THINGS TO DO |
(1) List every word or phrase that appears inside quotation marks in the reflection on a first university semester below.
(2) Pick up the reflection on a first university semester after its final sentence and carry it forward in the same voice.
╭─ TEXT TO READ
“Hustle and bustle” sums up my first semester of university experience. While it was less draining and stressful compared to A-levels, there were periods of burn-outs for me – particularly with the strings of deadline for assignment and presentation nearing the end of the semester.
In that period of time, I fell into a vicious cycle of pulling all-nighters to meet deadlines, overcompensating myself afterwards by procrastinating a lot, and then repeating the whole cycle. Aristotle said, one swallow does not a summer make – indeed, a brief moment of happiness from procrastination was simply not enough for me to recuperate from the stress and exhaustion. I grew increasingly exhausted and drained after every deadline. Every conversation starter “how are you doing” I was asked was answered with “well, I’m trying to stay afloat” – of course, the word “trying” and the tinge of fatigue underlying my joking tone gave away how unsuccessful my attempts were.
While not very successful, I really did try very hard to stay afloat.
╰─
╭─ INFORMATION SHOWN
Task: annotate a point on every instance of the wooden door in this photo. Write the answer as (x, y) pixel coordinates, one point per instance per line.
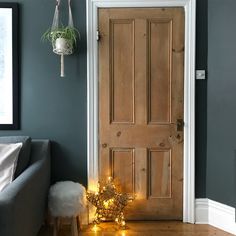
(141, 66)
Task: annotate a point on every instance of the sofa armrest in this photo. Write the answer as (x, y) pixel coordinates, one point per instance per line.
(23, 202)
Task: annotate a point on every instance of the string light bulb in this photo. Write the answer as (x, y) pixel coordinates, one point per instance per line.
(109, 203)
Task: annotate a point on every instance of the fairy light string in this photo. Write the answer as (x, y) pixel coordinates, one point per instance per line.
(109, 203)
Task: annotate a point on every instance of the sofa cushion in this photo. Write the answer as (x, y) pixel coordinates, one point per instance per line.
(24, 155)
(8, 161)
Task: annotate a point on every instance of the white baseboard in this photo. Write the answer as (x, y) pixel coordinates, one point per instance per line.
(215, 214)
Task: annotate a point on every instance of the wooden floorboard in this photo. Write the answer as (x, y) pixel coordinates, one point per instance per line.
(149, 228)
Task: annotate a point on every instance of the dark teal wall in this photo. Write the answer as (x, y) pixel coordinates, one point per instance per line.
(52, 107)
(221, 100)
(201, 98)
(55, 108)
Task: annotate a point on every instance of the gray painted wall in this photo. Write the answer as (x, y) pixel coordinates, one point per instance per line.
(201, 98)
(221, 100)
(55, 108)
(52, 107)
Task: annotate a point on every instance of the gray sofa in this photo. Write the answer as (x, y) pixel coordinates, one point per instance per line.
(23, 202)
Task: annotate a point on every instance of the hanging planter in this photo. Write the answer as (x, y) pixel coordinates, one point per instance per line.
(63, 39)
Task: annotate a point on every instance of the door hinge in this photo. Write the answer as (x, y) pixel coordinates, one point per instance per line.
(98, 35)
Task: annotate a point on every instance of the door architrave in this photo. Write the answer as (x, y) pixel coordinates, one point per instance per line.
(189, 92)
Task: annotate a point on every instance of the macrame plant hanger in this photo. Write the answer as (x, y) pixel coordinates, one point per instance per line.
(68, 50)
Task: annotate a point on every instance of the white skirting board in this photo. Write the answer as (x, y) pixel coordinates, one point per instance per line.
(216, 214)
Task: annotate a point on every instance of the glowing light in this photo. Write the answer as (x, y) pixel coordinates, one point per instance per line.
(95, 228)
(109, 203)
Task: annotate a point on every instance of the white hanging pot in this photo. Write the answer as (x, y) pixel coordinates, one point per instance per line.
(62, 46)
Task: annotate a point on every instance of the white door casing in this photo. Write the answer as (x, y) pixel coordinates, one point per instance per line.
(189, 92)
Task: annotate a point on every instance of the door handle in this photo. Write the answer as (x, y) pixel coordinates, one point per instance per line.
(180, 124)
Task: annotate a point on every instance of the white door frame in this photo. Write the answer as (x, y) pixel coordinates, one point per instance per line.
(189, 92)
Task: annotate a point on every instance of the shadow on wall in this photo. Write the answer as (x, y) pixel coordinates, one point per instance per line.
(60, 163)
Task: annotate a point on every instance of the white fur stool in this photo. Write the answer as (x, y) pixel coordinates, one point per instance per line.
(66, 199)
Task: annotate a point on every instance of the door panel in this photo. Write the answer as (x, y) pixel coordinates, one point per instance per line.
(122, 74)
(141, 58)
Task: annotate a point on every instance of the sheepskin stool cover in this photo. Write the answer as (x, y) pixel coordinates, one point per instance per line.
(67, 199)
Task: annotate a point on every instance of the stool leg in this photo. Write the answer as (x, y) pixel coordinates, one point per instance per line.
(55, 226)
(74, 228)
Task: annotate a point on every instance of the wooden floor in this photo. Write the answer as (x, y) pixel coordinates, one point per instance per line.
(148, 228)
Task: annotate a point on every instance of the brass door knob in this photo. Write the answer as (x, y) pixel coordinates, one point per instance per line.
(104, 145)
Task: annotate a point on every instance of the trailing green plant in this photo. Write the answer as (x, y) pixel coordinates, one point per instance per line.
(69, 33)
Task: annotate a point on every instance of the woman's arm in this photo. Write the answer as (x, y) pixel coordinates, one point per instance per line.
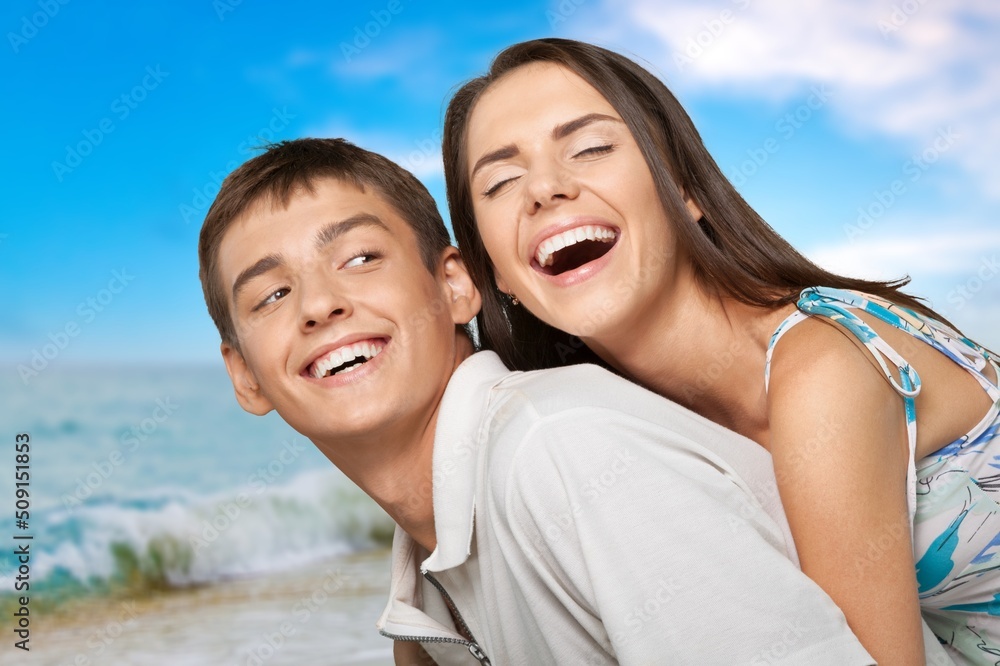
(838, 440)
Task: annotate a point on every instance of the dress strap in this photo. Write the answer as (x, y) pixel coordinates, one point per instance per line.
(835, 305)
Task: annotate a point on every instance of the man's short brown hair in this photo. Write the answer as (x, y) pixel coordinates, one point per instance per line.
(291, 166)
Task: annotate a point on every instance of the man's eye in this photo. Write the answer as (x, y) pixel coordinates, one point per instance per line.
(595, 150)
(495, 187)
(361, 259)
(274, 297)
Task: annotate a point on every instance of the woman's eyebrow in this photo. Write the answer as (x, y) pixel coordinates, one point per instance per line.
(558, 132)
(567, 128)
(504, 153)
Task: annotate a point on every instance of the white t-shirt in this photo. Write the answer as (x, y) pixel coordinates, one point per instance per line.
(581, 519)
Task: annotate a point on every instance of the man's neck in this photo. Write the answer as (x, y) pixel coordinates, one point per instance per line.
(395, 465)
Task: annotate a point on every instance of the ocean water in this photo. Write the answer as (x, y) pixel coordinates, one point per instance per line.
(147, 481)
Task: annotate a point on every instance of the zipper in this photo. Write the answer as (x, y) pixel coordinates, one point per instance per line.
(473, 646)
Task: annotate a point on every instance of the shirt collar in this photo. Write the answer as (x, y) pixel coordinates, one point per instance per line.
(455, 458)
(456, 454)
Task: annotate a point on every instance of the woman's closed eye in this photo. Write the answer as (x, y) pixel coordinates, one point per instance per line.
(595, 150)
(493, 188)
(273, 297)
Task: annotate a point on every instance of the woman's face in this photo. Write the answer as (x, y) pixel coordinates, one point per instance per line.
(566, 205)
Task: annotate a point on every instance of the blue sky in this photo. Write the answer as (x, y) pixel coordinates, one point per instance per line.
(122, 118)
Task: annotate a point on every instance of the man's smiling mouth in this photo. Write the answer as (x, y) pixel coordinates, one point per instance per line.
(573, 248)
(347, 358)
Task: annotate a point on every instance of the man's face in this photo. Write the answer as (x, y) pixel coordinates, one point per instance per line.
(342, 328)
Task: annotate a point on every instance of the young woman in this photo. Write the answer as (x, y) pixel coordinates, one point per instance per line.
(589, 210)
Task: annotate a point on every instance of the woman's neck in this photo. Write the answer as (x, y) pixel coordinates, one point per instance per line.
(704, 352)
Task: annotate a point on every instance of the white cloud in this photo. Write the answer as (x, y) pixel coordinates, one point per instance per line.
(907, 68)
(937, 255)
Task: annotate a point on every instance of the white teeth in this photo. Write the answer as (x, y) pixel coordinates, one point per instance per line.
(550, 246)
(345, 354)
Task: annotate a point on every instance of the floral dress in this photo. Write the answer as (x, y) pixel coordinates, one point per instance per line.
(954, 493)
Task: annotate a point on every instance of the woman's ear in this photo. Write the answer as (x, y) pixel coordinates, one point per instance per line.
(463, 297)
(502, 285)
(247, 388)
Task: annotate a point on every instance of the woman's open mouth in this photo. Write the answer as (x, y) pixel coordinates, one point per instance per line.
(573, 248)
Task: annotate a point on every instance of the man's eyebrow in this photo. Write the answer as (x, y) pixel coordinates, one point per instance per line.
╰─
TASK-BY-TASK ANSWERS |
(1)
"Hustle and bustle"
"how are you doing"
"well, I'm trying to stay afloat"
"trying"

(2)
I tried to eliminate whatever potential “obstacles” I could face on my way to being productive – I would attempt to resist temptations to relax and spend time on my hobbies, delay the need to do household chores like cleaning the room, think twice about going for events like interesting workshops or forums. I was literally trying to save every ounce of energy and time that I had to swim past the deadlines and to not drown before then.
It only dawned upon me that something was quite wrong, when I began feeling more and more lethargic in studying, and in doing literally anything. The state of not having breaks and pushing myself through everything was akin to the state of a drowning man dramatically flailing one’s arms, gulping and panicking, only to sink deeper, lose energy faster and slowly face oxygen-deprivation – alongside feelings of devastation.
At some point of time, it struck me that I really, really needed breaks. That life shouldn’t just be about getting by deadlines and getting satisfactory (academic) work done. I realised that ironically, trying so desperately to stay afloat was making me drown more. All I needed was to take a deep breath, relax, and I would automatically float!
Now, looking back at the semester, apart from all the hustle and bustle, I’m so glad that there were those moments of serendipity in my life. They were like happy bubbles, shielding me from all the work I had to do, until I caught my breath and regained the strength to continue facing what is to be conquered.
Those were the moments when I sat at the suite table and drew for two hours straight.
The feeling of contentment and coziness when I cleaned my room, hung up my fairy lights, and hugged my cat bolster as I read a book.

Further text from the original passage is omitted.